Texto da página:
# # # # #

O fim do começo e o começo do fim: eu já não vivia minha rotina ali, mas um dia recebi a mensagem de que o indiano teria que vender o apartamento (a.k.a. caverna) que me abrigou nos três primeiros meses de pandemia. Doeu fazer a despedida desse lugar que foi oferecido como um bote salva-vidas e que me acolheu em meio a tanta angústia pandêmica porque eu entendi que minha hora de partir também estava chegando – o início do fim do ciclo no Quênia foi sair pela porta daquela que foi minha principal caverna, onde vivi dias e noites de luz e trevas. Ah, todas as mortes…
Quanta dor e quanto choro vão ecoar entre aquelas paredes só eu e o mar saberemos – ele ouviu tudo. E enquanto a lua cantava toda vez que eu ia dormir achando que ia morrer de malária ou de coração partido, o sol batia ponto toda manhã pra checar se eu tinha sobrevivido à noite.

# # # # #

O que fazer: Escreva a continuação do relato acima sobre a despedida do apartamento no Quênia, começando logo após a última frase.

Registros listados:
# # # # #

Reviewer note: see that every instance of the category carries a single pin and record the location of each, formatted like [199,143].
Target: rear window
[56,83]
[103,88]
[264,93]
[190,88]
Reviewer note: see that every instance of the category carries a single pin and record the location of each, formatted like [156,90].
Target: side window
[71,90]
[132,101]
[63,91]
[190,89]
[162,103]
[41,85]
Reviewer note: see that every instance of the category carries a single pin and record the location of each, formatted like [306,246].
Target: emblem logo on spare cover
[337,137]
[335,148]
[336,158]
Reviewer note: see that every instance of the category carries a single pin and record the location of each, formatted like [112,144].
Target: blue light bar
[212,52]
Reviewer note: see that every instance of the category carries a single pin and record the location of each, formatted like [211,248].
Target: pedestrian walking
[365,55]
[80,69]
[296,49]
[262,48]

# # # # #

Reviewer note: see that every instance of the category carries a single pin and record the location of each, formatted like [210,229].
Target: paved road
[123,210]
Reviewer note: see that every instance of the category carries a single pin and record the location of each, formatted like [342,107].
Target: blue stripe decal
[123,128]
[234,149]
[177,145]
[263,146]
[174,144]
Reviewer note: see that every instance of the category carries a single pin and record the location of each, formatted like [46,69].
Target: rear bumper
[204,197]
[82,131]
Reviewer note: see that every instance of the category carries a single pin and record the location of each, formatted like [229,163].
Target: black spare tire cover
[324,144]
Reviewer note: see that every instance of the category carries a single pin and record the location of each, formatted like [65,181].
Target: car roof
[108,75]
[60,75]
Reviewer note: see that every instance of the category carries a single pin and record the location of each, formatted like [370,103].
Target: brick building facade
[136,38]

# # # # #

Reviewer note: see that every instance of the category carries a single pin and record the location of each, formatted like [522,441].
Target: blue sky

# # # # #

Espaço da resposta:
Tínhamos um ritual diário: ele beijava meu rosto, eu sorria por um minuto inteiro e só depois abria os olhos. Então me espreguiçava na parede e ele marcava em dourado os centímetros que eu havia ganhado: “meu bem, você cresceu”. De tarde, me mandava libélulas pra avisar das ilusões, borboletas pra ajudar nas transformações, arco-íris ou pinturas vivas pra lembrar que nem tudo que se vê na caverna são sombras e cinzas: cicatrizes podem ter cor também.
Antes de ir, olhei pra trás pra me certificar – ainda estavam lá as peles antigas que deixei penduradas no ventilador. Pensei no ventre da baleia da Jornada do Herói – então é bonito assim? É, e é ainda mais lindo na Jornada da Heroína. Sorri… me senti gigante. E então fechei o portão pela última vez.